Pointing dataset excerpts
◆ ◆ ◆

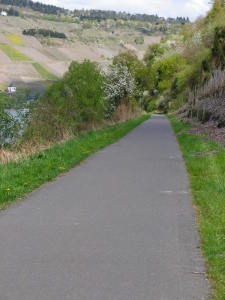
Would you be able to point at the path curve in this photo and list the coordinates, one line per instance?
(118, 227)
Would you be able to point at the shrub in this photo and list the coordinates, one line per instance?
(219, 47)
(119, 87)
(69, 105)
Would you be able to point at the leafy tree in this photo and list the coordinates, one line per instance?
(215, 12)
(71, 104)
(119, 87)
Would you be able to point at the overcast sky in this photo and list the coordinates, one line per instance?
(164, 8)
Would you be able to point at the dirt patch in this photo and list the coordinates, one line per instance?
(209, 130)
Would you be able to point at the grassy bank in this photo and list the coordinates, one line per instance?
(45, 74)
(19, 178)
(205, 162)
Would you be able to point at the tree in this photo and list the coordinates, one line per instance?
(119, 87)
(216, 11)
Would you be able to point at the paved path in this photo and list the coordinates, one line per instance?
(118, 227)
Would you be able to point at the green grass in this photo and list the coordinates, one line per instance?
(15, 39)
(205, 162)
(45, 74)
(12, 53)
(19, 178)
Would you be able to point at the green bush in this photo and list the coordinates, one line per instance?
(69, 105)
(151, 106)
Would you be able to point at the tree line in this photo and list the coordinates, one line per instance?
(92, 14)
(37, 6)
(45, 33)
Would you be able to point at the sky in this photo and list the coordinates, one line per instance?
(163, 8)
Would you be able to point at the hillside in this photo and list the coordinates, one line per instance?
(29, 59)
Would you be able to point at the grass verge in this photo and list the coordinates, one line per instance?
(12, 53)
(45, 74)
(22, 177)
(205, 162)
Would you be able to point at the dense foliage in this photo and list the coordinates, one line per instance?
(94, 14)
(37, 6)
(45, 33)
(69, 105)
(182, 63)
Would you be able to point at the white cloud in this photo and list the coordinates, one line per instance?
(167, 8)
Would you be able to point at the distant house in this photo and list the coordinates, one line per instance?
(11, 88)
(4, 13)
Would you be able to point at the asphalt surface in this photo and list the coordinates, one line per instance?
(118, 227)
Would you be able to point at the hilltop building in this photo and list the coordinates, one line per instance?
(4, 13)
(12, 88)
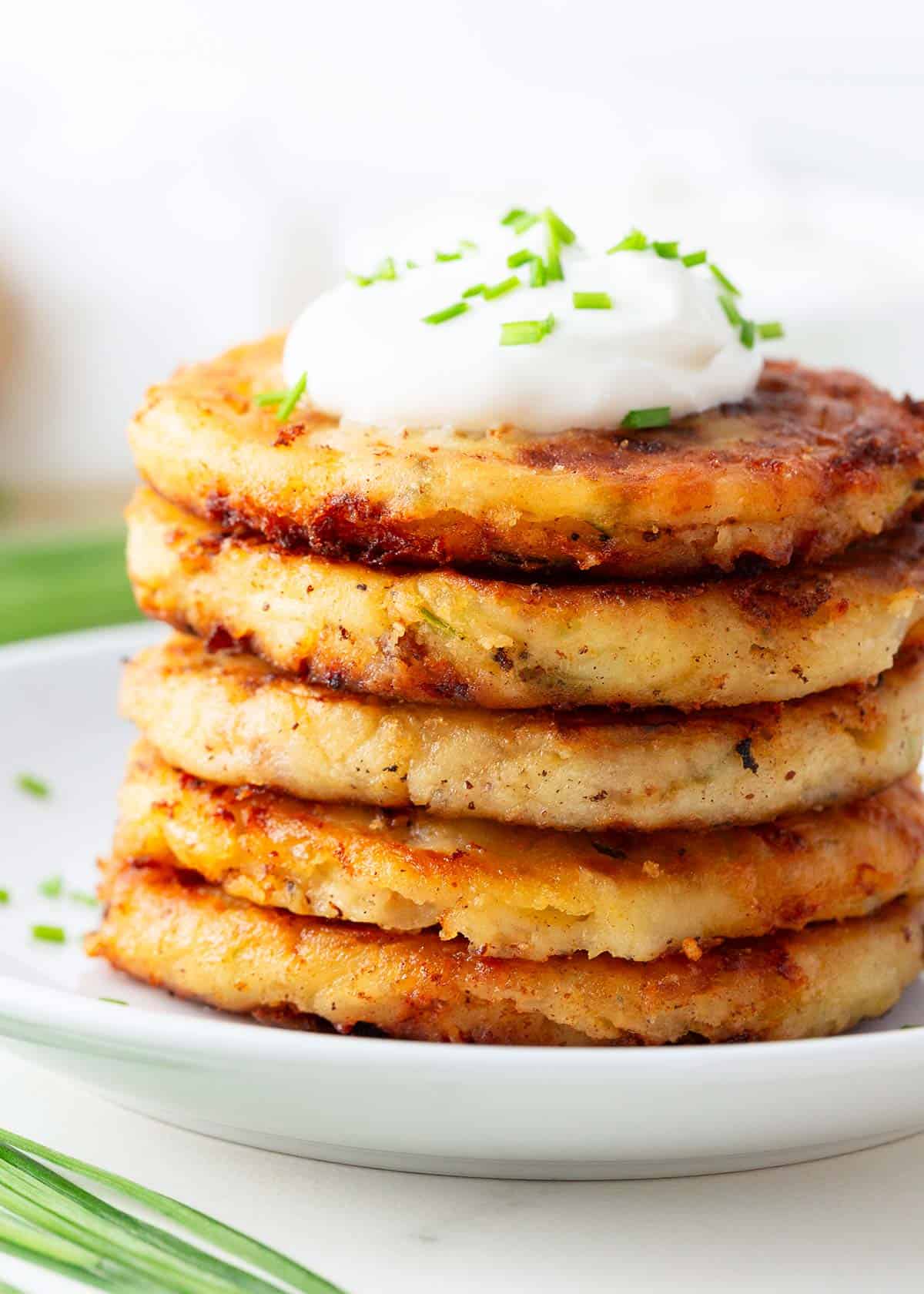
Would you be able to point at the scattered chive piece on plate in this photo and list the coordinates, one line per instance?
(32, 786)
(293, 397)
(49, 934)
(730, 310)
(527, 331)
(558, 228)
(435, 622)
(199, 1225)
(724, 280)
(633, 241)
(591, 300)
(448, 313)
(638, 420)
(501, 289)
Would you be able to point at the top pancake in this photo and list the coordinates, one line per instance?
(809, 464)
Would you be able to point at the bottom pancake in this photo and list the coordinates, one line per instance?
(176, 932)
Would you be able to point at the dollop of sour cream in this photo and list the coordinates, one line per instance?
(370, 357)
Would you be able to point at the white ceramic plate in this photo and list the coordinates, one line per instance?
(478, 1111)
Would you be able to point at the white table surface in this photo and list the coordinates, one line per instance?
(852, 1223)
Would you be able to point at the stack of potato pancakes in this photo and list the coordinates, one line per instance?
(587, 739)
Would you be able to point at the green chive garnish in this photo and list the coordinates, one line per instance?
(591, 300)
(633, 241)
(638, 420)
(501, 289)
(435, 622)
(730, 310)
(291, 399)
(448, 313)
(558, 226)
(32, 786)
(527, 331)
(49, 934)
(726, 283)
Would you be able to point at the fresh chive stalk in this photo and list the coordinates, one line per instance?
(209, 1229)
(450, 312)
(640, 420)
(591, 300)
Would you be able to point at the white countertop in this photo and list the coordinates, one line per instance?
(851, 1223)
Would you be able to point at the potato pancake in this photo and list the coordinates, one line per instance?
(511, 892)
(231, 719)
(198, 942)
(440, 635)
(809, 464)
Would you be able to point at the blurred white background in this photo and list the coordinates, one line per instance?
(179, 176)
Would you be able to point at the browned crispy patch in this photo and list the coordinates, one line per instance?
(809, 464)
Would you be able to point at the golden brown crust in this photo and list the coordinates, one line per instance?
(198, 942)
(231, 719)
(810, 464)
(440, 635)
(513, 892)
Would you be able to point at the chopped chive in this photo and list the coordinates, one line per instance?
(49, 934)
(638, 420)
(726, 283)
(32, 786)
(730, 310)
(501, 289)
(293, 397)
(448, 313)
(435, 622)
(591, 300)
(558, 228)
(633, 241)
(199, 1225)
(527, 331)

◆ ◆ ◆

Leave out the pictures and reproduce the rest of the listing exactly.

● Result of this task:
Would you be able to point at the path curve in this photo and list the coordinates, one line per instance?
(118, 227)
Would you be able to point at the shrub in this photo and list the coordinates, one line per instance?
(219, 47)
(119, 87)
(69, 105)
Would you be able to point at the leafy tree in this photo and list the coordinates, one line per instance?
(215, 12)
(71, 104)
(119, 87)
Would you be able to point at the overcast sky in this photo and list the coordinates, one line per instance?
(164, 8)
Would you be able to point at the dirt patch in this photo and list the coordinates, one line per instance?
(209, 130)
Would you be able to point at the grassy bank in this photo and list the coordinates, one line per instance?
(45, 74)
(19, 178)
(205, 162)
Would you be able to point at the tree in this photo and list the coordinates, one line per instance?
(119, 87)
(216, 11)
Would you be able to point at the paved path in this photo and list the coordinates, one line per instance?
(118, 227)
Would you be able to point at the green grass in this photo and list the coordinates, one line per instance?
(15, 39)
(205, 162)
(45, 74)
(12, 53)
(19, 178)
Would you be able to point at the green bush in this photo and list the coordinates, one line per instance?
(69, 105)
(151, 106)
Would you be able to point at the tree line in this photo and list the coordinates, one line per instance?
(92, 14)
(37, 6)
(45, 33)
Would you be able to point at the sky in this photo and list the coordinates, one line per instance?
(163, 8)
Would you be able to point at the hillside in this photo and list the coordinates, one line per instance?
(29, 59)
Would you be able to point at the grass verge in this photo and list the coordinates, one line per instance?
(12, 53)
(45, 74)
(22, 177)
(205, 162)
Would you be able to point at the dense foliage in this photo and list the coordinates, one line per instance?
(94, 14)
(37, 6)
(45, 33)
(69, 105)
(182, 63)
Would you be able to point at the white cloud in this photo and list the coordinates, one line per instance?
(167, 8)
Would you be able to point at the distant house in this photo and list the coordinates, one line per instance?
(11, 88)
(4, 13)
Would you be able to point at the asphalt surface in this photo and list the coordinates, one line per instance?
(118, 227)
Would you be able to point at the hilltop building in this photo and list the coordinates, one line per instance?
(4, 13)
(12, 88)
Would you be able to point at the scattered chive piece on plate in this photo and list the coordinates, one line per instance?
(32, 786)
(293, 397)
(49, 934)
(730, 310)
(527, 331)
(558, 228)
(435, 622)
(199, 1225)
(724, 280)
(633, 241)
(591, 300)
(448, 313)
(638, 420)
(501, 289)
Would you be able to point at the top pancake in this photo and list the coordinates, one line per instance?
(809, 464)
Would you be able to point at the bottom pancake in this photo and list the coordinates, one line per instance?
(176, 932)
Would you be able to point at the dollop of sour cream in this photo and list the coordinates, one line per instance?
(370, 357)
Would you be able to point at the white ceramic plate in this photo and list the coordinates, one line per instance?
(478, 1111)
Would you be able to point at the white table surface in this photo and list the coordinates, one line per instance?
(852, 1223)
Would you be able to point at the stack of potato pancakes in this photo and list the coordinates, one line per instance?
(587, 739)
Would you be able to point at the green chive garnish in this photo and list the coordinates, one line per instance?
(591, 300)
(633, 241)
(638, 420)
(501, 289)
(435, 622)
(730, 310)
(291, 399)
(448, 313)
(558, 226)
(32, 786)
(527, 331)
(49, 934)
(726, 283)
Would you be able to point at the fresh chive stalk in this photo and list the coordinates, one line per instance?
(209, 1229)
(450, 312)
(640, 420)
(591, 300)
Would you be able to point at the white countertop in this photo and list the coordinates, one line per instance?
(851, 1223)
Would you be able to point at the potato pancake in this photo and list the coordinates, one line per instance?
(511, 892)
(231, 719)
(198, 942)
(440, 635)
(809, 464)
Would you be able to point at the blurred white background in this photo and list the coordinates, one line per instance?
(179, 176)
Would you be able to point at the browned crispy patch in this photo and list the coordinates, one line per instance?
(809, 464)
Would you be able to point at the golden brown crust in this photo and list the coordinates, one line per instance?
(198, 942)
(231, 719)
(810, 464)
(440, 635)
(513, 892)
Would you be able to point at the chopped chive in this photo and list the coordinates, one line per instance?
(49, 934)
(638, 420)
(726, 283)
(32, 786)
(730, 310)
(501, 289)
(293, 397)
(448, 313)
(435, 622)
(591, 300)
(558, 228)
(633, 241)
(199, 1225)
(527, 331)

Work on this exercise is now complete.